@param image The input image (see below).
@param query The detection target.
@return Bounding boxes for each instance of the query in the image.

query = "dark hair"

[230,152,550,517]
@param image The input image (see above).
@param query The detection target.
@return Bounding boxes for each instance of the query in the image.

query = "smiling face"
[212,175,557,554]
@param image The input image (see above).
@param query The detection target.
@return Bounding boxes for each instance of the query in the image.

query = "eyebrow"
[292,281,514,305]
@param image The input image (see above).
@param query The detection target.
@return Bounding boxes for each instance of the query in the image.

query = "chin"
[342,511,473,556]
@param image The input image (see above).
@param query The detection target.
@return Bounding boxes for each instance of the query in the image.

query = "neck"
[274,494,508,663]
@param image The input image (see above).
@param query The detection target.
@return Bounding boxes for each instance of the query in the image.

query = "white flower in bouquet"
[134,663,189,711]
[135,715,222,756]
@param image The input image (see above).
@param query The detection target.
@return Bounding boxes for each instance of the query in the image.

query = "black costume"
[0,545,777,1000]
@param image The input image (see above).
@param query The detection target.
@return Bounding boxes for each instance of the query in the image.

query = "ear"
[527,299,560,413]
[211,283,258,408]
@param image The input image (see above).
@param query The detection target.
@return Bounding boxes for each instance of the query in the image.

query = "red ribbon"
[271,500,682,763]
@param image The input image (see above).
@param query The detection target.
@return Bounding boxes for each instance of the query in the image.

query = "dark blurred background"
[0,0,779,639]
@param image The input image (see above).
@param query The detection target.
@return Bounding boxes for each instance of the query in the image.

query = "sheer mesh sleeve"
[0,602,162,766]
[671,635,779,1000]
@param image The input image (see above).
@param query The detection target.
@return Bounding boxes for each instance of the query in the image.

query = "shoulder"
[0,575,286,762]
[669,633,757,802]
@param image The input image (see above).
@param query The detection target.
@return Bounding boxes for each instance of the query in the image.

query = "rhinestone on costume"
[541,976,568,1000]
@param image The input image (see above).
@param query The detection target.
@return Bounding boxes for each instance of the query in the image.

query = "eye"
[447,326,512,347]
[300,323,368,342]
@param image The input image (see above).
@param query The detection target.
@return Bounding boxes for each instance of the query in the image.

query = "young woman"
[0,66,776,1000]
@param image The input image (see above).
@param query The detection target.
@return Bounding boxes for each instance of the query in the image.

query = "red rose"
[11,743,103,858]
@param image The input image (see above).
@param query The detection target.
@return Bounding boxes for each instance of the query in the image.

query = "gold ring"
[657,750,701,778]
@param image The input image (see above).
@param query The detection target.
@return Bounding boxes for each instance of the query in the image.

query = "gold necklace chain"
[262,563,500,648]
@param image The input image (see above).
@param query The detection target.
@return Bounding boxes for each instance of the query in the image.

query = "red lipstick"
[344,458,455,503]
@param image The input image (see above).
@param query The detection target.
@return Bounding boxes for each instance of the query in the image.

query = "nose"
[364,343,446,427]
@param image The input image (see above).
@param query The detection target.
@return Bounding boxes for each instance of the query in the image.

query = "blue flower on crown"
------------
● SET EXERCISE
Can you update the listing above so that "detection target" reads "object to locate" throughout, with nothing else changed?

● FINAL RESULT
@param image The input image (see below).
@param query The object to locate.
@return Bounding boxes for each instance of the query in the image.

query = "dark hair"

[230,152,550,517]
@param image The input image (see above).
@param query The object to locate.
@return Bounding boxes for each instance of the query in the image.

query = "smiling face"
[212,175,557,554]
@param image The input image (see above).
@param query The object to locate.
@return Bounding boxes for each instance of the query in the image.

query = "eyebrow"
[292,281,514,305]
@param image The input image (see above).
@param query The object to locate.
@return Bounding boxes for each instance of the query in the image.

query = "chin"
[342,511,473,556]
@param image The input image (see above).
@param query The object to locate.
@return Bounding boxes for each instance of the query in the image.

query = "neck"
[274,494,508,663]
@param image The input image (see above).
@param query The object to locate.
@return Bounding boxes for each instance of the query in the image.

query = "white flower in bouquet"
[134,663,189,711]
[135,715,222,756]
@param image The input image (see above).
@param query The object to locate.
@return Bounding boxes for each instance of the query in the image.

query = "black costume"
[0,545,777,1000]
@param image The input image (see above).
@param query The object to locate.
@return Bounding boxes for each instance of the query in the image.

query = "ear"
[527,299,560,413]
[211,283,258,408]
@param image The input image (see above).
@param query The object to locate.
@return Bounding boxes for each instance of the query in the image.

query = "red ribbon"
[271,500,682,763]
@param image The input image (see above).
@param query The object to locate.
@return Bounding boxes for each instance of the query in the image.

query = "dark blurred background"
[0,0,779,639]
@param image The input image (see above).
@param query The object to locate.
@return Bounding boxes for each instance of the query in the image.

query = "sheer mesh sleeve"
[0,602,162,766]
[671,635,779,1000]
@param image The input image (see above).
@param query The object to locate.
@return Bounding boxes for each instance of the query in the image.

query = "shoulder"
[0,575,286,762]
[669,633,757,802]
@param image The input image (see above).
@param query The object to locate.
@return Bounding boxes for each instance of the query in the image.

query = "rhinestone on costume"
[541,976,568,1000]
@param image The input image (see above).
@param query The object to locate.
@return Bounding boxes for each instance of the query in the image.

query = "eye"
[447,326,512,347]
[300,323,368,342]
@param image The input image (see above).
@param query The object to locate.
@return Bounding boxes for each instance of the query in the image.

query = "young woman"
[0,66,776,1000]
@param image The input image (see above).
@param query The object to locate.
@return Bounding boxes for each instance of the query in the image.

query = "red rose"
[11,743,103,858]
@param image The input image (see above).
@param query The object to locate.
@return Bounding boxes for each instance of the query in the image.

query = "gold ring"
[657,750,701,778]
@param image The input image (see above).
@param query The object to locate.
@return Bounding boxes for each instance of the query in the image.

query = "gold necklace chain"
[262,563,500,648]
@param image The input image (see above).
@param query The object to locate.
@return Bounding boxes for each instance of the query in the image.

query = "red lipstick"
[344,458,455,503]
@param image The input image (see above).
@param query The object to locate.
@return Bounding boxes for each instance of the query in the image.

query = "nose"
[364,343,446,427]
@param image The input image (see above).
@param query The object to locate.
@return Bounding boxes for each instance of the query in the image.

query = "blue flower on crown"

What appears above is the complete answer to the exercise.